• **BRIEF**: Return, verbatim, the lines of the records below that run from the line containing "white seabird, farthest" through the line containing "[(230, 245), (365, 247)]", including both of those lines.

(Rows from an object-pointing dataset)
+++++

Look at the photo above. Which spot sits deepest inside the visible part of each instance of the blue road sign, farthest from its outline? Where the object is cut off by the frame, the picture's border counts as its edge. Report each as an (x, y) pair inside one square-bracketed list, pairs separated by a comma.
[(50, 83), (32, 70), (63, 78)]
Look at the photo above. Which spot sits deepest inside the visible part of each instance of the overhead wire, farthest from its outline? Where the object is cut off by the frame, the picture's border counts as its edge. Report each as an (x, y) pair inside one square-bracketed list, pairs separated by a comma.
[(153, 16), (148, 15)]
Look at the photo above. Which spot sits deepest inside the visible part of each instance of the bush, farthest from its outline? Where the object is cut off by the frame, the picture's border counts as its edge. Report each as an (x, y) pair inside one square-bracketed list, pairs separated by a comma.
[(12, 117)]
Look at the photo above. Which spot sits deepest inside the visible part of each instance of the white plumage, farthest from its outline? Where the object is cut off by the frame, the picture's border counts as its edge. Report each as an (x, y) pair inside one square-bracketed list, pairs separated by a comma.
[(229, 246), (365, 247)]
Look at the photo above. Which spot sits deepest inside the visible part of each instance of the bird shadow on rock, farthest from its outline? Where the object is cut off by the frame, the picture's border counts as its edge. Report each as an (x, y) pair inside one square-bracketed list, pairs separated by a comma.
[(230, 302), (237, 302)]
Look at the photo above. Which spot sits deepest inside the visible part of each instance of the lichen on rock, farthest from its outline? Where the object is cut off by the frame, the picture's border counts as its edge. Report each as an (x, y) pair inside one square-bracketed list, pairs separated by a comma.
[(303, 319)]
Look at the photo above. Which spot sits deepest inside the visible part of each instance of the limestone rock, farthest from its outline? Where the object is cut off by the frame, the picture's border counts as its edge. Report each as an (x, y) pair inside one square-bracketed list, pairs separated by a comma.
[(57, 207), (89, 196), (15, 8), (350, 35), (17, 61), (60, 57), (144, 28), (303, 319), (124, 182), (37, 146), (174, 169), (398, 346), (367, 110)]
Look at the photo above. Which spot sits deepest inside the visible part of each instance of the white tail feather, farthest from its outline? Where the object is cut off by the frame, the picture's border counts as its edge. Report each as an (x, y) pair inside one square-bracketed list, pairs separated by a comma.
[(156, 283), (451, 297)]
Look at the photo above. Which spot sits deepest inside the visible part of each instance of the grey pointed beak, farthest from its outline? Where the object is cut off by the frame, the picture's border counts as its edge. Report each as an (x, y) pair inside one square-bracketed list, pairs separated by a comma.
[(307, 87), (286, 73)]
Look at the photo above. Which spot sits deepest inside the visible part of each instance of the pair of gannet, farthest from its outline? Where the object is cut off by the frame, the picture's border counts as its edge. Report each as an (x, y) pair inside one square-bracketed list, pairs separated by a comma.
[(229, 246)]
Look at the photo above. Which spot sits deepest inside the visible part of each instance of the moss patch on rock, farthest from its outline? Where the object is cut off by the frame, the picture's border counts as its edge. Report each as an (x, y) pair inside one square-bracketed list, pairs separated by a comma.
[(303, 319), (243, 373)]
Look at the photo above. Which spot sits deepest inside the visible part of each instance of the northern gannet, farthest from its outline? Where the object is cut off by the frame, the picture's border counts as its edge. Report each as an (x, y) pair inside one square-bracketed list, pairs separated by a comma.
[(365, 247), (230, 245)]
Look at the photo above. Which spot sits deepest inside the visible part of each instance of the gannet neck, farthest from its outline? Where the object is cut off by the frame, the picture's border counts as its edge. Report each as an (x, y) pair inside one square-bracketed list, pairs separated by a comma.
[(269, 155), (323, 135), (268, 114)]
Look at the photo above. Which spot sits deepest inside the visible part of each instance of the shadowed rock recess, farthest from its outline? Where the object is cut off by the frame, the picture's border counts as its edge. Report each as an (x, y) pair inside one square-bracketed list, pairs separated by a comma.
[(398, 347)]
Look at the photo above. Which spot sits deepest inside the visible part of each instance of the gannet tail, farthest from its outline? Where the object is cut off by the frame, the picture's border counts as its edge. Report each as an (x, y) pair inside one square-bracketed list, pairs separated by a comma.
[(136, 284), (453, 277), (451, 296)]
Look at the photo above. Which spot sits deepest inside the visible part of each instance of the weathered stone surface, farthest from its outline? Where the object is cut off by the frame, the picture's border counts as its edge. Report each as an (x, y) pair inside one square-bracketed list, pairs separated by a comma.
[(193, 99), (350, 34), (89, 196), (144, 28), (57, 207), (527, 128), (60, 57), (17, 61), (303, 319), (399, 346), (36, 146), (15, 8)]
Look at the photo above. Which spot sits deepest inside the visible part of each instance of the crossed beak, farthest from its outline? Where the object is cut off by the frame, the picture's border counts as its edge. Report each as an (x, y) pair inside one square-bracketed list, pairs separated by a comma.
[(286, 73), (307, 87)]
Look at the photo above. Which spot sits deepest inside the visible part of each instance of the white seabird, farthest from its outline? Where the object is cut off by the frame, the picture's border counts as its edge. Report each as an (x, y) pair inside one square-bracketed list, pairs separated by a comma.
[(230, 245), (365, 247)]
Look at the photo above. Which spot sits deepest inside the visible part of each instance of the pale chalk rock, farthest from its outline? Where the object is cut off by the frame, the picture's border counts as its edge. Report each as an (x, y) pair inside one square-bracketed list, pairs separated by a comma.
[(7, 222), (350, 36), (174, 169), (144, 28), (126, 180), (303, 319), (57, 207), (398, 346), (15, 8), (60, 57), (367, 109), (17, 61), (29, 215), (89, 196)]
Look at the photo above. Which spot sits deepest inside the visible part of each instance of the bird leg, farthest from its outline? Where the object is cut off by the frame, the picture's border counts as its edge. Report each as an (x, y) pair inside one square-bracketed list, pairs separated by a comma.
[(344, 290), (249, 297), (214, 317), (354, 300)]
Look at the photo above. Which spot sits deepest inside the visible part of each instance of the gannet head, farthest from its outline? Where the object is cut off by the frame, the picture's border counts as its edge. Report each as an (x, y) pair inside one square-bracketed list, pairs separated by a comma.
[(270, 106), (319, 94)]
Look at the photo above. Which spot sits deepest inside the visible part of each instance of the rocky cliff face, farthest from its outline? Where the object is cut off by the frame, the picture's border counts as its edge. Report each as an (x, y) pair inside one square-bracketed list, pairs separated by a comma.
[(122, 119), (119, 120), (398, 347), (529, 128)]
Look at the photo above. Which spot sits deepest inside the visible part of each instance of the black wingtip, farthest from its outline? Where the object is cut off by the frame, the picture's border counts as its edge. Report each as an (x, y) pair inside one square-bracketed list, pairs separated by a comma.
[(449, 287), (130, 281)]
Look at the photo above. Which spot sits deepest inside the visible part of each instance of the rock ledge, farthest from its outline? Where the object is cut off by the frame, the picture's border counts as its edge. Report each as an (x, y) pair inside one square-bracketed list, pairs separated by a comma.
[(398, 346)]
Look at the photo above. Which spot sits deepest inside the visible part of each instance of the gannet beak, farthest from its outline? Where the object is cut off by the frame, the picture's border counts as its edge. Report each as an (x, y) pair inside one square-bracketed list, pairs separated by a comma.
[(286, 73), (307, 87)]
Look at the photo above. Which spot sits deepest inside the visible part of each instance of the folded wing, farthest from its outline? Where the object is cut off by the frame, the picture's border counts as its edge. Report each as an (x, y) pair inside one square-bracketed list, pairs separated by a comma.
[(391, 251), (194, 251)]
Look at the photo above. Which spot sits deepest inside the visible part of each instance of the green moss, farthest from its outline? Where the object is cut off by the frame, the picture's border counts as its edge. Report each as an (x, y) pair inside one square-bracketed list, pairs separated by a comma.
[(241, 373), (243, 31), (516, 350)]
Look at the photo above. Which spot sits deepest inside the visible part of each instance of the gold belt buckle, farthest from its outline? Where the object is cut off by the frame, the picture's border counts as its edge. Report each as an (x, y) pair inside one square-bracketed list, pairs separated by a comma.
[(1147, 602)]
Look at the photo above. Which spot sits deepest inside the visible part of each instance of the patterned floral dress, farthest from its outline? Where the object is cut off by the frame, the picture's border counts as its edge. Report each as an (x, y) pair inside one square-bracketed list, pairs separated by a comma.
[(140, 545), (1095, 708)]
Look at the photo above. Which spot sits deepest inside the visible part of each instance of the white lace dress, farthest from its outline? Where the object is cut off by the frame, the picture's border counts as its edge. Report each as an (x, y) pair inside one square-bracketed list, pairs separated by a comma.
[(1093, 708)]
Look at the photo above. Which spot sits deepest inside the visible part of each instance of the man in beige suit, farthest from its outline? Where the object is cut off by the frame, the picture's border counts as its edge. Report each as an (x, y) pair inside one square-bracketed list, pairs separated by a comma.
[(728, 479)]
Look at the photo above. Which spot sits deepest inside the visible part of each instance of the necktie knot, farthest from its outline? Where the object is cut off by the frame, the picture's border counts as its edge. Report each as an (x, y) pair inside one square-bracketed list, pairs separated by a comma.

+++++

• **TASK RESPONSE**:
Look at the photo above. Which spot sits deepest inside the visible part of each instance of the white seabird, farthest from its outline? Where the object is cut off by the frame, the picture's border counts as its edge. Report each as an (x, y) pair inside one square-bracketed list, pairs separated by a comma.
[(230, 245), (365, 247)]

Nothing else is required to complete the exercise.